> _Conjunto de tarefas_
1. Imprima o trecho do texto sobre o CEO da BP que começa em "Malu Gaspar e" e segue até "sofreram grandes prejuízos.".
2. Dê continuidade ao texto sobre o vazamento de óleo da BP no Golfo do México, escrevendo a partir do ponto em que ele termina.

> _Texto de leitura_
▽

Robert Dudley: "Foi uma sucessão de erros"

Desastre no golfo


Robert Dudley: "Foi uma sucessão de erros"

O CEO que assumiu a BP depois do maior vazamento de óleo da história americana admite falhas da empresa e diz que o caso levará a atividade a se tornar mais segura

Malu Gaspar e Renata Betti - Revista Veja – 09/02/2011

Desde que assumiu o comando da petrolífera inglesa BP, há três meses, o engenheiro americano Robert Dudley, de 54 anos, está incumbido da missão de reerguer os negócios e a reputação da multinacional - fortemente abalados pelo acidente no Golfo do México, em abril passado, quando uma plataforma de exploração deixou vazar mais de 800 milhões de litros de óleo no mar. Onze pessoas morreram e milhares de outras, que moram e trabalham naquela parte da costa americana, sofreram grandes prejuízos.

△

> _Informações fornecidas_
▽

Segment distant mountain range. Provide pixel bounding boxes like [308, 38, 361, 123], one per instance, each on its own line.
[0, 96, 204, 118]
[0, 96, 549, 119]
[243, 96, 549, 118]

△

> _Resultados do exercício_
1.
Malu Gaspar e Renata Betti - Revista Veja – 09/02/2011

Desde que assumiu o comando da petrolífera inglesa BP, há três meses, o engenheiro americano Robert Dudley, de 54 anos, está incumbido da missão de reerguer os negócios e a reputação da multinacional - fortemente abalados pelo acidente no Golfo do México, em abril passado, quando uma plataforma de exploração deixou vazar mais de 800 milhões de litros de óleo no mar. Onze pessoas morreram e milhares de outras, que moram e trabalham naquela parte da costa americana, sofreram grandes prejuízos.

2.
Na semana passada, a companhia foi alvo de novos protestos por parte dos cidadãos atingidos pelo vazamento. Eles estão indignados com o anúncio de que a companhia retomaria o pagamento de dividendos aos acionistas. Afirmam que deveriam ter prioridade e receber logo as indenizações que lhes são devidas. Na entrevista a VEJA, em que falou também sobre o etanol e o pré-sal brasileiros, Dudley se posiciona abertamente sobre o acidente: "Sei que de nada adianta repetir que somos uma empresa segura - temos de demonstrar isso na prática".

Empresários e moradores da região atingida pelo vazamento no Golfo do México estão descontentes com a demora no pagamento das indenizações. A BP vai pagar a todos?

É natural que haja gente insatisfeita num processo como esse. Estamos falando de tantas indenizações que podem chegar a 20 bilhões de dólares. Dada a complexidade da operação, depositamos esse dinheiro num fundo administrado por um executivo independente da empresa, indicado pela Casa Branca, que está ditando a ordem e o ritmo dos pagamentos. Trata-se de uma questão de tempo: a intenção é pagar a todos os prejudicados.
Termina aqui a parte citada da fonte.